== WRITTEN PROBLEM ==
Rewrite the entries below, changing every "photograph" to "image" and leaving everything else unchanged. Omit the pictures from your answer.

======

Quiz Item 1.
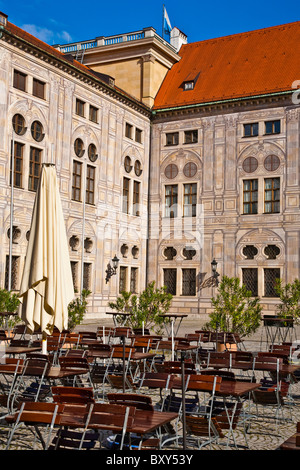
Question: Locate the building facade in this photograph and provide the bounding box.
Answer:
[0,11,300,317]
[0,12,150,317]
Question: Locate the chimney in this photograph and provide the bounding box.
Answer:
[170,26,187,52]
[0,11,7,26]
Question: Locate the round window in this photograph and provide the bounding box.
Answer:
[74,139,84,157]
[243,157,258,173]
[12,114,27,135]
[183,162,197,178]
[264,155,280,171]
[88,144,98,162]
[165,163,178,179]
[31,121,45,142]
[134,160,142,176]
[124,157,132,173]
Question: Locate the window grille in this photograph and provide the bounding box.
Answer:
[164,269,177,295]
[264,268,280,297]
[243,245,258,259]
[182,269,196,296]
[242,268,258,297]
[264,245,280,259]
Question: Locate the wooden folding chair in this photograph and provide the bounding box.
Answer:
[6,402,64,450]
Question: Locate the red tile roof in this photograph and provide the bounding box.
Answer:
[154,22,300,109]
[5,21,149,112]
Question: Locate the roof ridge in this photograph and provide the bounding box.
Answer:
[182,21,300,48]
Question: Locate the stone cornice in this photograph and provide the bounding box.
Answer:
[0,26,151,117]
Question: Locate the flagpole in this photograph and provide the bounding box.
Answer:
[8,131,15,291]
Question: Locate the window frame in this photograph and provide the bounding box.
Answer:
[9,141,25,189]
[13,69,28,92]
[89,104,99,124]
[166,131,179,147]
[181,268,197,297]
[132,180,141,217]
[71,160,83,202]
[184,129,198,145]
[265,119,281,135]
[75,98,86,118]
[28,146,43,191]
[85,165,96,205]
[32,77,46,100]
[264,176,281,214]
[243,122,259,137]
[182,183,198,217]
[165,184,178,219]
[243,178,258,215]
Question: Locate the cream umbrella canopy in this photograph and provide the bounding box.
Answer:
[19,164,74,353]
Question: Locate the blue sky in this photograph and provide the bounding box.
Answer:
[0,0,300,45]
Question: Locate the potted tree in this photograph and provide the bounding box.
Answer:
[0,289,21,327]
[108,281,173,334]
[275,279,300,323]
[68,289,91,331]
[204,276,262,348]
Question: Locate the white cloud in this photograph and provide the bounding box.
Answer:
[21,24,54,43]
[21,24,72,45]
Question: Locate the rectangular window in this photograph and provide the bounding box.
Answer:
[164,269,177,295]
[82,263,92,290]
[130,268,138,294]
[133,181,140,215]
[76,98,85,117]
[135,129,143,144]
[32,78,46,100]
[125,122,133,139]
[166,132,179,145]
[86,165,96,204]
[183,183,197,217]
[10,142,24,188]
[264,268,280,297]
[182,269,196,296]
[265,119,280,134]
[28,147,42,191]
[184,130,198,144]
[165,184,178,218]
[72,160,82,202]
[242,268,258,297]
[14,70,27,91]
[122,178,130,214]
[243,180,258,214]
[89,105,98,123]
[265,178,280,214]
[119,266,127,293]
[244,122,258,137]
[71,261,79,292]
[4,255,20,290]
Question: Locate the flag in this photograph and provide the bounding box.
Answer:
[163,7,172,39]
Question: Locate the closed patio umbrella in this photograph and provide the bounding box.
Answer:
[19,164,74,353]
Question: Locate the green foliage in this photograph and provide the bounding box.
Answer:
[275,279,300,322]
[0,289,21,327]
[205,276,262,338]
[108,281,173,333]
[68,289,91,331]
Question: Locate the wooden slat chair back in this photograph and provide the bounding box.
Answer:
[156,360,196,374]
[107,393,154,411]
[6,402,64,450]
[51,386,95,404]
[186,416,225,449]
[187,374,222,392]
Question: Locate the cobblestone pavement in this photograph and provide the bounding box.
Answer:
[0,319,300,451]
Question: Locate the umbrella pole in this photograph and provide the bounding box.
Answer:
[42,332,47,354]
[181,351,186,449]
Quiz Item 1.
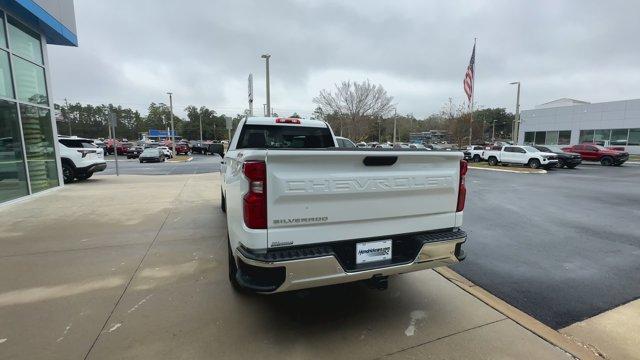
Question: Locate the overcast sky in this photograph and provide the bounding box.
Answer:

======

== TASK RESPONSE ==
Quiz Item 1.
Question: Locate the building facade in this image and provide the bounding box.
Answer:
[0,11,300,317]
[0,12,150,317]
Question: Locate the chimney in this image and provide the bounding box.
Answer:
[170,26,187,52]
[0,11,7,26]
Question: Locate the round window in this image and provide the bounding box.
Answer:
[74,139,84,157]
[243,157,258,173]
[12,114,27,135]
[183,162,197,178]
[264,155,280,171]
[88,144,98,162]
[165,163,178,179]
[31,121,45,142]
[134,160,142,176]
[124,157,132,173]
Question: Locate the window grille in this image and provide the bounding box.
Answer:
[164,269,177,295]
[264,268,280,297]
[243,245,258,259]
[182,269,196,296]
[242,268,258,297]
[264,245,280,259]
Question: Locate the wooden folding chair in this image and provide the bounding box.
Answer:
[6,402,64,450]
Question: Locate the red tile roof in this image and provide the bounding box.
Answer:
[154,22,300,109]
[5,21,149,112]
Question: Locate the roof ridge in this image and provide the bounding box.
Answer:
[182,21,300,48]
Question: Locate the stone cornice in this image and provide the bounding box.
Answer:
[0,26,151,117]
Question: Locate the flagpole in this image and provide the bounding box.
Answer:
[8,131,15,291]
Question: Locate the window frame in this image and provide the bounding box.
Answer:
[9,141,25,189]
[13,69,28,92]
[89,104,99,124]
[166,131,179,147]
[181,268,197,297]
[132,180,141,217]
[71,160,83,202]
[184,129,198,145]
[265,119,281,135]
[75,98,86,118]
[28,146,43,191]
[85,165,96,205]
[32,77,46,100]
[264,176,281,214]
[243,122,259,137]
[182,183,198,217]
[165,184,178,219]
[243,178,258,215]
Question: Locate the cream umbrella canopy in this image and provide the bounding box.
Answer:
[19,164,74,353]
Question: Locate the blue sky in this image and provide the bounding box.
Answer:
[0,0,300,45]
Question: Locate the potted tree in this image and provide the bounding box.
Answer:
[0,289,21,327]
[108,281,173,334]
[275,279,300,323]
[68,289,91,331]
[204,276,262,348]
Question: Locate the white cloud in this image and provide the bounding box.
Answer:
[21,24,54,43]
[21,24,72,45]
Question: Locate the rectangular window in this image and provide the bounding box.
Answer:
[164,269,177,295]
[82,263,92,290]
[130,268,138,294]
[133,181,140,215]
[76,98,85,117]
[135,129,143,144]
[32,78,46,100]
[125,122,133,139]
[166,132,179,145]
[86,165,96,204]
[183,183,197,217]
[10,142,24,188]
[264,268,280,297]
[182,269,196,296]
[265,119,280,134]
[28,147,42,191]
[184,130,198,144]
[165,184,178,218]
[72,160,82,202]
[242,268,258,297]
[14,70,27,91]
[122,178,130,214]
[243,180,258,214]
[89,105,98,123]
[265,178,280,214]
[119,266,127,293]
[244,122,258,137]
[71,261,79,292]
[4,255,20,290]
Question: Locate the flag in this image and provide the bounding box.
Answer:
[163,7,172,39]
Question: Locate the closed patio umbrella in this image and provide the bounding box.
Answer:
[19,164,74,353]
Question: Locate the green foliage in this image and provide the bounding box.
Answer:
[275,279,300,322]
[0,289,21,327]
[205,276,262,338]
[108,281,173,333]
[68,289,91,331]
Question: Locate the wooden slat chair back in this image and provide the bounding box.
Answer:
[156,360,196,374]
[107,393,154,411]
[6,402,64,450]
[51,386,95,404]
[186,416,225,449]
[187,374,222,392]
Question: Locate the cobblestone pavement in this image and provide the bounding box.
Answer:
[0,319,300,451]
Question: Locate the umbrella pole in this image and provide the bounding box.
Answer:
[42,332,47,354]
[181,351,186,449]
Quiz Item 1.
Question: Locate the overcast sky in this image and provide the bounding box.
Answer:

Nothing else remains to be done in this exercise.